• [BRIEF] State how many lines of the material below contain the string "wooden", matching case exactly. Give only the number.

• [RECORDS TO USE]
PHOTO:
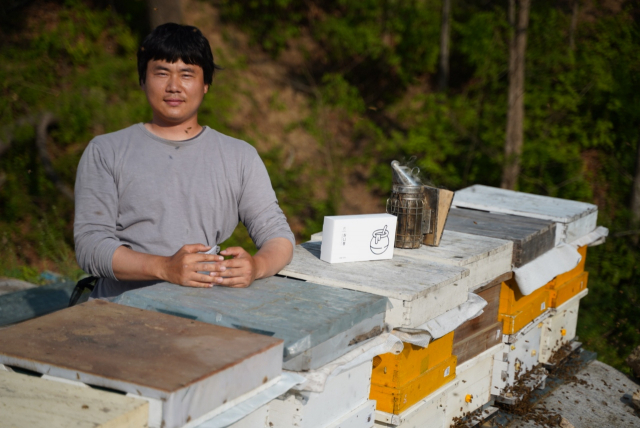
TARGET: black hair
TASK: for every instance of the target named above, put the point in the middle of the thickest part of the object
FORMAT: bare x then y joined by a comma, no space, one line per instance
172,42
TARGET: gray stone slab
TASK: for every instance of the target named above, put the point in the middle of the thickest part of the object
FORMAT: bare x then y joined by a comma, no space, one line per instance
604,401
317,323
33,302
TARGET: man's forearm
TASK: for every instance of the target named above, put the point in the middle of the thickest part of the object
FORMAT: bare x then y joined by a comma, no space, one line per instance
274,255
130,265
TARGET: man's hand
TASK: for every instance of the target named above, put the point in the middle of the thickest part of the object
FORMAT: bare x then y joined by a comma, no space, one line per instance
240,270
184,266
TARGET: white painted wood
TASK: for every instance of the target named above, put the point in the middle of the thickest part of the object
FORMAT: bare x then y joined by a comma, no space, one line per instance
257,419
574,219
485,257
473,379
361,417
564,320
27,401
516,358
435,288
342,394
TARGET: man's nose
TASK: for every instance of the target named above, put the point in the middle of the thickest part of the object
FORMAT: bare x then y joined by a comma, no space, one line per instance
173,84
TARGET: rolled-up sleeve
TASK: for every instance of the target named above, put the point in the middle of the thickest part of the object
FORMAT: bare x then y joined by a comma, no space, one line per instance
96,208
258,206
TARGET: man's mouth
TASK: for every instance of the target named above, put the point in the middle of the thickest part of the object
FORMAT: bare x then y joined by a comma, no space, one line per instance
173,102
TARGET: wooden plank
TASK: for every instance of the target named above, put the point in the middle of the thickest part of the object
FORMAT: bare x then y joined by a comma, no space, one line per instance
531,237
342,393
485,257
519,203
317,323
396,370
29,401
34,302
396,400
488,317
574,219
478,343
128,349
401,278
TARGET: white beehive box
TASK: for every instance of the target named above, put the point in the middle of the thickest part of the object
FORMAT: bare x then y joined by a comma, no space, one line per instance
486,258
342,395
573,219
28,401
472,386
519,355
418,290
560,328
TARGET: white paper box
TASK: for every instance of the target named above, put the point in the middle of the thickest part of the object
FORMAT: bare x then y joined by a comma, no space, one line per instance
342,394
358,238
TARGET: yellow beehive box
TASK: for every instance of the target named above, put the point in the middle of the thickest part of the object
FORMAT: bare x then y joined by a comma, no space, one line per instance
563,292
576,271
393,370
395,400
517,310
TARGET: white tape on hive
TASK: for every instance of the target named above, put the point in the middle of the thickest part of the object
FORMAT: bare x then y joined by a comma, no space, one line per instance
316,379
540,271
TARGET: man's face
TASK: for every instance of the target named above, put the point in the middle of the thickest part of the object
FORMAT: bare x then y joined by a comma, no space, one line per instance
174,91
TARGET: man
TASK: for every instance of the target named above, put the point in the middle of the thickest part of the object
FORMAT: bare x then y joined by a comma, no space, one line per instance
151,198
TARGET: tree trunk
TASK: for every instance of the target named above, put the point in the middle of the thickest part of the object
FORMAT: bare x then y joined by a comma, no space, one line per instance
519,17
163,11
574,25
445,30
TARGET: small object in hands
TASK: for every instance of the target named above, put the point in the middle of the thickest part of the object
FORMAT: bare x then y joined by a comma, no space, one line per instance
214,250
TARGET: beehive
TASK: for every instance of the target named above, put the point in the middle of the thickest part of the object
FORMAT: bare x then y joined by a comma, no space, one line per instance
560,328
516,310
483,332
397,399
391,370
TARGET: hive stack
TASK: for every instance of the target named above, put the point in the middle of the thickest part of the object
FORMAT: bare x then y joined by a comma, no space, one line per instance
185,369
317,323
535,325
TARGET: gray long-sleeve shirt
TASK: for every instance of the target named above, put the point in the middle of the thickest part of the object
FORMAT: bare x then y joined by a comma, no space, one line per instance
154,195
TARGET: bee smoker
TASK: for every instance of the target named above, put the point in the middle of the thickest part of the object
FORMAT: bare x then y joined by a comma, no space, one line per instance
407,202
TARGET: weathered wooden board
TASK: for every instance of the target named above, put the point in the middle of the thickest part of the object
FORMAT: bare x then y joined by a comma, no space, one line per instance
360,417
478,343
574,219
472,387
317,323
560,328
418,290
517,310
488,317
34,302
28,401
485,257
396,400
342,394
395,370
154,355
531,237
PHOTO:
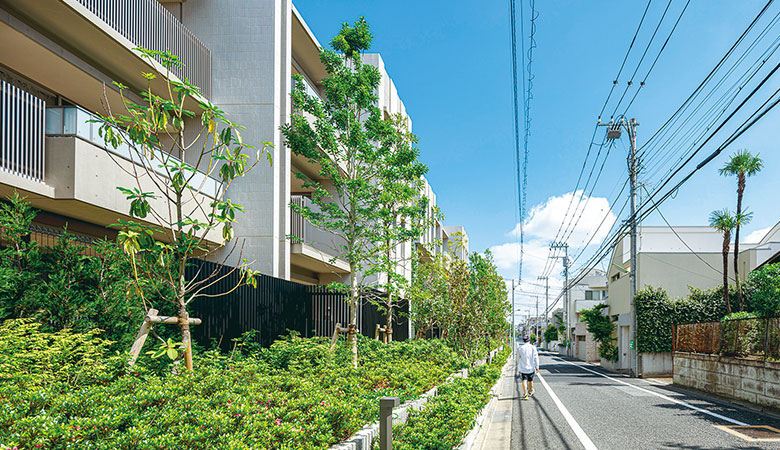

• [SOLUTION FOR THIS TASK] 2